● Work to complete
A word-for-word copy of the entries, with the images left out, is what you should write.

Stored items
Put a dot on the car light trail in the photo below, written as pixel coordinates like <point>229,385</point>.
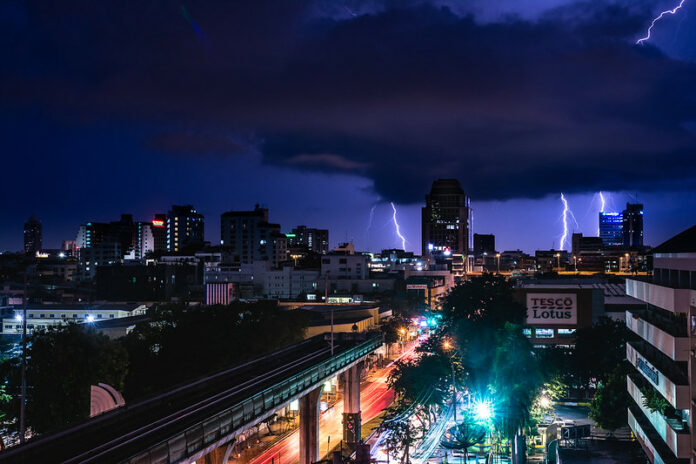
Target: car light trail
<point>398,229</point>
<point>657,18</point>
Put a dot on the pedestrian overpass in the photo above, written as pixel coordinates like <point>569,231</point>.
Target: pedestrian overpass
<point>198,421</point>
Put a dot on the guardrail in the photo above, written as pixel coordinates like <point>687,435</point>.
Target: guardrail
<point>233,420</point>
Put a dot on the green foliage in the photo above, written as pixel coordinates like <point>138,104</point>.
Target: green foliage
<point>609,405</point>
<point>63,363</point>
<point>184,343</point>
<point>485,300</point>
<point>655,402</point>
<point>401,431</point>
<point>464,435</point>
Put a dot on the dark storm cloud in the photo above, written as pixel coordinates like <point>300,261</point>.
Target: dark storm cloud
<point>514,108</point>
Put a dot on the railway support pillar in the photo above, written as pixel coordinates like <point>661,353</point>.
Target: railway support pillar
<point>351,406</point>
<point>309,427</point>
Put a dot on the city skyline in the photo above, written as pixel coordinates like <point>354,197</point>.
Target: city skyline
<point>223,123</point>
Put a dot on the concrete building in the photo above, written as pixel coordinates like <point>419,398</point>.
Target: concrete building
<point>344,263</point>
<point>44,316</point>
<point>185,227</point>
<point>664,357</point>
<point>611,229</point>
<point>252,238</point>
<point>632,225</point>
<point>446,219</point>
<point>484,243</point>
<point>556,310</point>
<point>33,238</point>
<point>310,239</point>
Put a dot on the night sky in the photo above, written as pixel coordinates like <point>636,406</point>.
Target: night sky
<point>321,110</point>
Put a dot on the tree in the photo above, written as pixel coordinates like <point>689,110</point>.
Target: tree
<point>182,343</point>
<point>599,349</point>
<point>486,300</point>
<point>464,435</point>
<point>63,363</point>
<point>609,405</point>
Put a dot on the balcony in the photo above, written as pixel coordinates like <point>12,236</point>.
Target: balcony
<point>675,300</point>
<point>658,452</point>
<point>667,376</point>
<point>671,430</point>
<point>668,336</point>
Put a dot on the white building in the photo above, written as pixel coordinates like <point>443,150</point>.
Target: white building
<point>46,316</point>
<point>663,358</point>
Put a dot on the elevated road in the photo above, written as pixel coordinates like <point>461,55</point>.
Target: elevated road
<point>189,421</point>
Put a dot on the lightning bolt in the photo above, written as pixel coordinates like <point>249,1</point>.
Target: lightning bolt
<point>566,212</point>
<point>372,216</point>
<point>398,229</point>
<point>659,17</point>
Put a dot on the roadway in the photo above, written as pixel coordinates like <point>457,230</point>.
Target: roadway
<point>375,396</point>
<point>117,435</point>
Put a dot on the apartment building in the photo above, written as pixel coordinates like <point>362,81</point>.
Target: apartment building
<point>663,357</point>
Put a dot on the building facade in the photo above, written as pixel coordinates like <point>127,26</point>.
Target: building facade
<point>632,225</point>
<point>446,219</point>
<point>184,227</point>
<point>33,237</point>
<point>611,229</point>
<point>663,358</point>
<point>309,238</point>
<point>250,236</point>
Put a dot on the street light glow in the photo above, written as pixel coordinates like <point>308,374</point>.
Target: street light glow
<point>483,410</point>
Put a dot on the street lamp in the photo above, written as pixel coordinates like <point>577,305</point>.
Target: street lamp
<point>447,346</point>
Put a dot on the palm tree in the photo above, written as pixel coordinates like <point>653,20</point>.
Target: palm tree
<point>464,435</point>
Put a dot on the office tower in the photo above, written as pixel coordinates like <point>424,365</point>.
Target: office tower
<point>159,232</point>
<point>611,229</point>
<point>308,238</point>
<point>633,225</point>
<point>32,236</point>
<point>251,237</point>
<point>446,219</point>
<point>184,227</point>
<point>484,243</point>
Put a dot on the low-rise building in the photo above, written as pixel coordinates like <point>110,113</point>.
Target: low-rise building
<point>45,316</point>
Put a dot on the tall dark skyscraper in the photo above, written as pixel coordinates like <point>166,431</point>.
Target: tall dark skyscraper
<point>184,227</point>
<point>611,229</point>
<point>633,225</point>
<point>484,243</point>
<point>316,240</point>
<point>446,219</point>
<point>33,240</point>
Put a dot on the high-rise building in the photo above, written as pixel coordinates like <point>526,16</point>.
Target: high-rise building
<point>611,229</point>
<point>311,239</point>
<point>633,225</point>
<point>484,243</point>
<point>151,236</point>
<point>250,236</point>
<point>446,219</point>
<point>184,227</point>
<point>32,236</point>
<point>662,355</point>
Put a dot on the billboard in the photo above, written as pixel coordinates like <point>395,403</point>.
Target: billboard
<point>552,308</point>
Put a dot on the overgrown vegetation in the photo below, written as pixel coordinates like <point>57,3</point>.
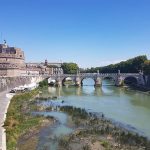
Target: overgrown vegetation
<point>43,83</point>
<point>146,67</point>
<point>18,119</point>
<point>100,128</point>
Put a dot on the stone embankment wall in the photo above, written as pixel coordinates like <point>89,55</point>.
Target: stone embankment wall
<point>11,82</point>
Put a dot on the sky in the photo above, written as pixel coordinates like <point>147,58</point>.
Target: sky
<point>87,32</point>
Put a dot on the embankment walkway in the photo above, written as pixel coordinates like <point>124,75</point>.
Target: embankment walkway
<point>4,103</point>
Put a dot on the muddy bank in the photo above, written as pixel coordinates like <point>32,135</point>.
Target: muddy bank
<point>97,133</point>
<point>29,140</point>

● Answer space
Put a dot on the car light trail in the photo below, written as pixel coordinates like <point>229,385</point>.
Target: car light trail
<point>398,229</point>
<point>657,18</point>
Put a dot on the pedestrian overpass in the photo above, written as pixel coordinates like <point>569,231</point>.
Target: pedestrian overpass
<point>198,421</point>
Put a dot on the guardrail in the photo above, written as pixel coordinates like <point>687,435</point>.
Target: guardrail
<point>233,420</point>
Put a dot on the green foliage in the photo above, written as pixel coordinates like <point>138,104</point>.
Target: green foliage
<point>609,405</point>
<point>63,363</point>
<point>184,343</point>
<point>485,300</point>
<point>655,402</point>
<point>401,431</point>
<point>464,435</point>
Put a dot on the dark storm cloud in the photo above, written as pixel coordinates like <point>300,261</point>.
Target: dark storm cloud
<point>514,108</point>
Put a dot on the railway support pillar in the photo above, written as pixel coordinates like <point>661,353</point>.
Target: railway support pillar
<point>351,406</point>
<point>309,427</point>
Put a dot on the city skyline in the photo above, written as pixel coordinates like <point>354,197</point>.
Target: city skyline
<point>223,123</point>
Put a dot on the concrete building in the photo above, written as pixel coordinates like <point>419,398</point>.
Target: concrete building
<point>344,263</point>
<point>44,316</point>
<point>185,227</point>
<point>664,357</point>
<point>611,229</point>
<point>252,238</point>
<point>632,225</point>
<point>446,219</point>
<point>484,243</point>
<point>556,310</point>
<point>33,238</point>
<point>310,239</point>
Put a dot on the night sky in the photo above, written as pixel coordinates like <point>636,406</point>.
Target: night sky
<point>321,110</point>
Put a dot on the tree in the photo above, written as pixel coordinates like <point>689,110</point>.
Target: tree
<point>182,343</point>
<point>599,349</point>
<point>486,300</point>
<point>464,435</point>
<point>63,363</point>
<point>609,405</point>
Put a dot on the balcony in the photo above, written as pixel coordinates like <point>12,236</point>.
Target: balcony
<point>675,300</point>
<point>658,452</point>
<point>667,376</point>
<point>671,430</point>
<point>668,336</point>
Put a dot on the white building in the photo above, written as pixel coordinates like <point>443,150</point>.
Target: white building
<point>46,316</point>
<point>663,358</point>
Put a dot on the elevated road in the photo above, written as pixel coordinates like <point>461,55</point>.
Target: elevated road
<point>189,421</point>
Put a dot on the lightning bolt in the photo above, written as pixel coordinates like <point>249,1</point>.
Target: lightning bolt
<point>566,212</point>
<point>372,216</point>
<point>398,229</point>
<point>659,17</point>
Put a dot on the roadway in the photo above, written as pixel coordinates like <point>457,230</point>.
Target: roadway
<point>375,396</point>
<point>117,435</point>
Put a dot on the apartment building in the photo above, written as pixel coordinates like <point>362,81</point>.
Target: apartment building
<point>663,357</point>
Put a dot on the building facade in the photo above, written as pixel coordinates like <point>127,26</point>.
Target: building facade
<point>632,225</point>
<point>446,219</point>
<point>184,227</point>
<point>33,237</point>
<point>611,229</point>
<point>663,358</point>
<point>309,238</point>
<point>250,236</point>
Put a dot on the street light glow in the photo above, written as pixel coordinates like <point>308,374</point>.
Target: street light glow
<point>483,410</point>
Put a dot on the street lamp in the photo above, written as pixel coordinates like <point>577,305</point>.
Target: street lamp
<point>447,346</point>
Put a dot on the palm tree in the photo above, written as pixel coordinates like <point>653,20</point>.
Target: palm tree
<point>464,435</point>
Put a dot on the office tower in the photo above, written as pixel coordinates like <point>424,365</point>.
Target: office tower
<point>159,232</point>
<point>611,229</point>
<point>308,238</point>
<point>633,225</point>
<point>32,236</point>
<point>251,237</point>
<point>446,219</point>
<point>184,227</point>
<point>484,243</point>
Put a dot on the low-rise building in the photo above, written as pixel coordinates like <point>110,113</point>.
Target: low-rise building
<point>45,316</point>
Put a dot on the tall dark skyscraper in the photo above, written as pixel coordinates like <point>166,431</point>.
Target: tall dark skyscraper
<point>184,227</point>
<point>611,229</point>
<point>633,225</point>
<point>484,243</point>
<point>316,240</point>
<point>446,219</point>
<point>33,240</point>
Put a dot on the high-rise building in the photo above, written as pixel coordinates like <point>526,16</point>.
Target: high-rise building
<point>611,229</point>
<point>311,239</point>
<point>633,225</point>
<point>484,243</point>
<point>151,236</point>
<point>250,236</point>
<point>446,219</point>
<point>184,227</point>
<point>32,236</point>
<point>662,355</point>
Put a dot on the billboard in the photo above, written as pixel coordinates like <point>395,403</point>.
Target: billboard
<point>552,308</point>
Put a dot on the overgrown vegetation in the photo below, written as pixel coordinates like <point>57,3</point>.
Target: overgrown vegetation
<point>43,83</point>
<point>146,67</point>
<point>18,119</point>
<point>100,128</point>
Put a dot on the stone embankment wall in the photo above, written as pixel coordinates like <point>89,55</point>.
Target: stone embankment wall
<point>11,82</point>
Put a dot on the sky in the photo above, written as pixel coordinates like <point>147,58</point>.
Target: sky
<point>87,32</point>
Put a dot on the embankment walkway in the photo above, written as pixel coordinates like <point>124,75</point>.
Target: embankment walkway
<point>4,103</point>
Put a dot on the muddy bank in the photo above, written as pixel coordinates like <point>32,135</point>.
Target: muddy bank
<point>97,133</point>
<point>29,140</point>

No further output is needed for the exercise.